= Requirements =
a) Pick out every line in the listing below that contains the word "pink" and copy each of those lines.
b) Please continue the article below about the Warren-Brown Senate race, picking up right after its final sentence.

[START OF Extract]

Category Archives: Politics

The Warren-Brown Senate Race: “Organized Hatred”?

By Christopher B. Daly

The 19th Century historian Henry Adams – who was no dope – once shrewdly described Massachusetts politics as “the systematic organization of hatreds.” That was certainly true in his day. A question raised by the current U.S. Senate campaign is whether it is still true today.

Here’s why I say that. The presumptive Democrat, Elizabeth Warren, has had to spend weeks defending herself from the revelation by the Boston Herald that she once, long ago, gave the impression that she was part Cherokee.  The resulting brouhaha has changed the subject in the campaign and presumably worked to the advantage of the presumptive Republican candidate, Scott Brown.

Where did the original disclosure come from?

Let me emphasize that I don’t know what happened.

In fact, it is probably unknowable at present, due to the code of omerta that prevails among political operatives and political reporters. That code is something I do know a little about, having spent a few years as a political reporter covering Massachusetts politics.

[END OF Extract]
[START OF Given records]

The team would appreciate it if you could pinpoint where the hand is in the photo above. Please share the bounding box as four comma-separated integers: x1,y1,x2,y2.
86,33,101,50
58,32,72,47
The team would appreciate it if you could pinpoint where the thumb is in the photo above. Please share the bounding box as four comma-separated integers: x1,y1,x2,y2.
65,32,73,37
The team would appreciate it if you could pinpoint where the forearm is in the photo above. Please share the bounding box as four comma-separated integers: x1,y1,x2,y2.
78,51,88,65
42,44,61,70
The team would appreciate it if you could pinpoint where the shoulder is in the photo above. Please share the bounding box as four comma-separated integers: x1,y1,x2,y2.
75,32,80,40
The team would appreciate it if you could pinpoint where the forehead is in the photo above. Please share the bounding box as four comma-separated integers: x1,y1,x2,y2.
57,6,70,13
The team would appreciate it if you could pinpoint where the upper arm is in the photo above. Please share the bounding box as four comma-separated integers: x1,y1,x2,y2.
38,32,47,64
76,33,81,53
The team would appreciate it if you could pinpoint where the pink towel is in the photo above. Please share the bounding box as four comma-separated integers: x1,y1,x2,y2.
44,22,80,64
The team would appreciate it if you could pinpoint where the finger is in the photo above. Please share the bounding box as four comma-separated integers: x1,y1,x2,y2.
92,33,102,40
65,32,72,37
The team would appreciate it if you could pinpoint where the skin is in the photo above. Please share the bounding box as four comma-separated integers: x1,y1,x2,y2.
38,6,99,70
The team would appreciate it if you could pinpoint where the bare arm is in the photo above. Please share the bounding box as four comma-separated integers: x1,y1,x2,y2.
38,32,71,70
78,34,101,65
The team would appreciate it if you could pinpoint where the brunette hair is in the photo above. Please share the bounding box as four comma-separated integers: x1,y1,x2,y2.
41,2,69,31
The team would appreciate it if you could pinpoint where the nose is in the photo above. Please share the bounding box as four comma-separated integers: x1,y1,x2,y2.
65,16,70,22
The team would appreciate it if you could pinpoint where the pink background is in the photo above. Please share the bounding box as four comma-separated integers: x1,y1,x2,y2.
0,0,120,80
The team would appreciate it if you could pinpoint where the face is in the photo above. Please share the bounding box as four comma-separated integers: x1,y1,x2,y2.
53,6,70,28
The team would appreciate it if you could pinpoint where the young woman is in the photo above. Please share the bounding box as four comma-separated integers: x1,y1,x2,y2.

[END OF Given records]

= Answers provided =
a)
The team would appreciate it if you could pinpoint where the pink towel is in the photo above. Please share the bounding box as four comma-separated integers: x1,y1,x2,y2.
The team would appreciate it if you could pinpoint where the pink background is in the photo above. Please share the bounding box as four comma-separated integers: x1,y1,x2,y2.

b)
In that role, I was the recipient of calls from parties unknown who, for reasons best known to them, decided to “drop a dime” into an untraceable payphone (I am dating myself here, I realize) and share some precious intelligence. I was sometimes invited to “take a walk” by a gimlet-eyed young operative; we would end up on a bench on the Common, and the guy would lean in close and give me the phone number of a divorce lawyer representing some disgruntled ex-spouse of a politician or cabinet member. I was invited to lunch at restaurants in the vicinity of Beacon Hill and slipped manila envelopes with documents inside, detailing the names of political donors whose relationships to each other were not obvious but turned out to be quite interesting once the tipster connected the dots. I got to know the system, thanks to these then-young political operatives.

So, here is what I surmise happened in the Senate race.

The Brown campaign did what all well-financed modern campaigns do: the candidate took a sliver of the millions he has raised and hired a team tasked with conducting “opposition research.” That is, you get a bunch of brainy young people together and you tell them to research everything about the political opposition.

And when they say everything, they mean everything: every indiscretion and every discrepancy. Every tax or mechanic’s lien. Every divorce, adoption, or inheritance. Every real estate transaction, including mortgage notes. Every arrest and every traffic violation. Every grade in school, every bad date, every expensive hairdo – EVERYthing.

The fruits of all that research are then handed over to the campaign’s senior aides and advisers, who stockpile them like ammunition. When they see an opportunity to use the information to their tactical advantage, they fire away. The campaign has some options. In one scenario, they can use the material directly and have their own candidate make a public accusation.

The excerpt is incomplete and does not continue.